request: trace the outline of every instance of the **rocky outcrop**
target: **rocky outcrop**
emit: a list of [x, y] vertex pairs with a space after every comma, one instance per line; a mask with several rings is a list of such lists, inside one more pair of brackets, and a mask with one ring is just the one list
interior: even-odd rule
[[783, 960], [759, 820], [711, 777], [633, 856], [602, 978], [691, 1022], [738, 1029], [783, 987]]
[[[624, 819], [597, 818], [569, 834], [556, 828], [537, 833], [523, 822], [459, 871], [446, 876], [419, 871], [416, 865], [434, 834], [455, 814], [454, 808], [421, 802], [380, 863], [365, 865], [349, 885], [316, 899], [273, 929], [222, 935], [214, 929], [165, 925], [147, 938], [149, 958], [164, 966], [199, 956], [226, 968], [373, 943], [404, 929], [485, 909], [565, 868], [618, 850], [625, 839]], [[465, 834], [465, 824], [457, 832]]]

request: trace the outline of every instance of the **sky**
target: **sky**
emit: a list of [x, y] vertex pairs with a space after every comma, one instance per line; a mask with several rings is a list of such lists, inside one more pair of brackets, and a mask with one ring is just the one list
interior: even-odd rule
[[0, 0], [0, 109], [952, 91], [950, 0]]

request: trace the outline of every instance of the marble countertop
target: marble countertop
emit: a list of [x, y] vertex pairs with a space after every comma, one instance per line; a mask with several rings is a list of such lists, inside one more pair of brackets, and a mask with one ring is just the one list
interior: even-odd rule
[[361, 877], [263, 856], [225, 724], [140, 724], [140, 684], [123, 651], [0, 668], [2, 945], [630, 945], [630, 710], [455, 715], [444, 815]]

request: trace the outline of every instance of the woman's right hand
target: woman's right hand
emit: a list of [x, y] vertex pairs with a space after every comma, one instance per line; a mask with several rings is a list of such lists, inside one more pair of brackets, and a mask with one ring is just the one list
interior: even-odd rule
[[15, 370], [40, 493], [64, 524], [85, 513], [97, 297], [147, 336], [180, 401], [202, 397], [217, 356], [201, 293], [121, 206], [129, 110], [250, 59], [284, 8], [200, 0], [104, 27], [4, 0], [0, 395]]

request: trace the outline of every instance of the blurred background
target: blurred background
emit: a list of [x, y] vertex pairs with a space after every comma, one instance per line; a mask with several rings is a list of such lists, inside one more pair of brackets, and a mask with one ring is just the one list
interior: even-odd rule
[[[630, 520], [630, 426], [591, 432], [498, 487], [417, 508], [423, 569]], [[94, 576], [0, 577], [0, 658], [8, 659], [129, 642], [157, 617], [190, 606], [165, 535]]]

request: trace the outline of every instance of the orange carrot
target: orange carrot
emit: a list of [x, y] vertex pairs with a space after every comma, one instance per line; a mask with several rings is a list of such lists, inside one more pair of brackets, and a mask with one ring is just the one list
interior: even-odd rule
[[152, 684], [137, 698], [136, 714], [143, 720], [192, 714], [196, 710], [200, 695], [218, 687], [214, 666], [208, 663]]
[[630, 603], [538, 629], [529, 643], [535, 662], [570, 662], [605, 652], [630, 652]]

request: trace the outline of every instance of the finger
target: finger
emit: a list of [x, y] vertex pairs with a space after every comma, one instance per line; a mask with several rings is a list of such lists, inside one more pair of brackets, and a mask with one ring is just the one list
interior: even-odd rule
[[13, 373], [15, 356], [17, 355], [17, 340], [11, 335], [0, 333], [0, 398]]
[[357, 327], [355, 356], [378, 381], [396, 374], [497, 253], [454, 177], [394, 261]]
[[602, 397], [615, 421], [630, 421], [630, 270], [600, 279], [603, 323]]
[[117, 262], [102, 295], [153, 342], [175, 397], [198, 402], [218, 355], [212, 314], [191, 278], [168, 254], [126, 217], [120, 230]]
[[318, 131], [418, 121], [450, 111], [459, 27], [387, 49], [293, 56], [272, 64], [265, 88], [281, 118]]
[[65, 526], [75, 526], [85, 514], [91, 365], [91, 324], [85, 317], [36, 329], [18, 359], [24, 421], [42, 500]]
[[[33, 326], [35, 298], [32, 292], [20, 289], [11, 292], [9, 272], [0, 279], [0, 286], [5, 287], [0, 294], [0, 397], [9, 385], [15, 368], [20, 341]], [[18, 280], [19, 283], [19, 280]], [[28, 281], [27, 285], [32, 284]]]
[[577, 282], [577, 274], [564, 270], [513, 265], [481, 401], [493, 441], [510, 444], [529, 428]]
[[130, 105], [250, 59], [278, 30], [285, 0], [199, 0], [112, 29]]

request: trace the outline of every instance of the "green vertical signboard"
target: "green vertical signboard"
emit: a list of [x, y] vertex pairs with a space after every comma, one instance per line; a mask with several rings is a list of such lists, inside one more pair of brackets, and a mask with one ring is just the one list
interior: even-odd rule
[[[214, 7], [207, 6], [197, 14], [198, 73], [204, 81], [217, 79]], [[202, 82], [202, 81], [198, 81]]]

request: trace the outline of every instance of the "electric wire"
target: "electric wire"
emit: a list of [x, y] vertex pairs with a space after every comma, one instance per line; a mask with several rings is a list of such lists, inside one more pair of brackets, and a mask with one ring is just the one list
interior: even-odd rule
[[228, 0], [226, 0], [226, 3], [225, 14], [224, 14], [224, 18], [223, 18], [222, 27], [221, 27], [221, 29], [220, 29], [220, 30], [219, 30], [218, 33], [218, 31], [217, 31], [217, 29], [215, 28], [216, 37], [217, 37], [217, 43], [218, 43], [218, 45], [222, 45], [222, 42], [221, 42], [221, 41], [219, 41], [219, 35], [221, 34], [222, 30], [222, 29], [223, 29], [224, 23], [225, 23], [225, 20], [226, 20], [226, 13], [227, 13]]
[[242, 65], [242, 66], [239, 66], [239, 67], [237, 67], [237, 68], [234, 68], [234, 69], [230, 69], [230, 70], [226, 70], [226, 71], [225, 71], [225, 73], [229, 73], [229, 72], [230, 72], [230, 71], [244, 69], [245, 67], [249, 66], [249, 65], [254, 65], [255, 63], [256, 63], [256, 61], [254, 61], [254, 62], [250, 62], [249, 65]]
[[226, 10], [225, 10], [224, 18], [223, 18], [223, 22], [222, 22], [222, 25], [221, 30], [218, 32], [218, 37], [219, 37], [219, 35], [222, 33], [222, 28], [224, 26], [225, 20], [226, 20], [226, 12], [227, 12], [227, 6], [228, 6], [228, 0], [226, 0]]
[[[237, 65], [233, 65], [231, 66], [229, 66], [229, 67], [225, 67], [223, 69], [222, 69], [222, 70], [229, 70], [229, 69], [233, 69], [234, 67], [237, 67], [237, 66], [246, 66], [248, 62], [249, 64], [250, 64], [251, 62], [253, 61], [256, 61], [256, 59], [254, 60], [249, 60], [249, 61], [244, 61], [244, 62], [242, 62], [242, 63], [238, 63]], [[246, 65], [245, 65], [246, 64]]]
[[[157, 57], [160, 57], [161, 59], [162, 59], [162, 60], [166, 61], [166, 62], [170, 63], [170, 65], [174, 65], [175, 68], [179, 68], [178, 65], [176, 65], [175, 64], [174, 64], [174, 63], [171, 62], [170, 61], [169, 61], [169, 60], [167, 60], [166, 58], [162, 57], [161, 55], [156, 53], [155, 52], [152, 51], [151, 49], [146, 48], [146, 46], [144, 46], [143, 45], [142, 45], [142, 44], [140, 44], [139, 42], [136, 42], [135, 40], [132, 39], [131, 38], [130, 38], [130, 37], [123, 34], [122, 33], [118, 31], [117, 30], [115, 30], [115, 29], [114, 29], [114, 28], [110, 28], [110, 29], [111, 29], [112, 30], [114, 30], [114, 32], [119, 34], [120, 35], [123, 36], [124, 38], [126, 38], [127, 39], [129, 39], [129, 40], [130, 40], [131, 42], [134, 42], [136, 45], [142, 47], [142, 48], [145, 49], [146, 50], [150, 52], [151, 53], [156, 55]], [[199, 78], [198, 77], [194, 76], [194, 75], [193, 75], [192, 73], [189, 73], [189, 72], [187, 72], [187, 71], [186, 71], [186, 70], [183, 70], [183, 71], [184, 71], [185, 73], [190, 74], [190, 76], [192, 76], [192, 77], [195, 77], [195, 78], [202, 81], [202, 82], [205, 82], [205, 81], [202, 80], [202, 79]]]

_Work required_
Copy out, unchanged, the part of the records above that opens with the line containing "request: trace the outline of every instance of the blurred" and closes with the line containing "652], [630, 652]]". Include both of those lines.

_Response to the exercise_
request: trace the outline of every instance of the blurred background
target: blurred background
emit: a list of [x, y] vertex pairs with a space after every comma, one instance per line; a mask with several rings is a list of such lists, inside one more pair of brackets, and a mask with one ring is just the one list
interior: even-odd rule
[[[630, 520], [630, 426], [591, 432], [498, 487], [417, 508], [423, 569]], [[94, 576], [0, 577], [0, 658], [8, 659], [129, 642], [157, 617], [190, 606], [165, 535]]]

request: trace the outline of every instance of the orange carrot
target: orange carrot
emit: a list of [x, y] vertex pairs with a space after every comma, one instance per line; a mask with several rings is a list of such lists, inside one more pair of brackets, and a mask with one ring is just the one list
interior: even-odd rule
[[152, 684], [137, 698], [136, 714], [143, 720], [192, 714], [196, 710], [200, 695], [218, 687], [214, 666], [208, 663]]
[[630, 603], [538, 629], [529, 643], [535, 662], [570, 662], [605, 652], [630, 652]]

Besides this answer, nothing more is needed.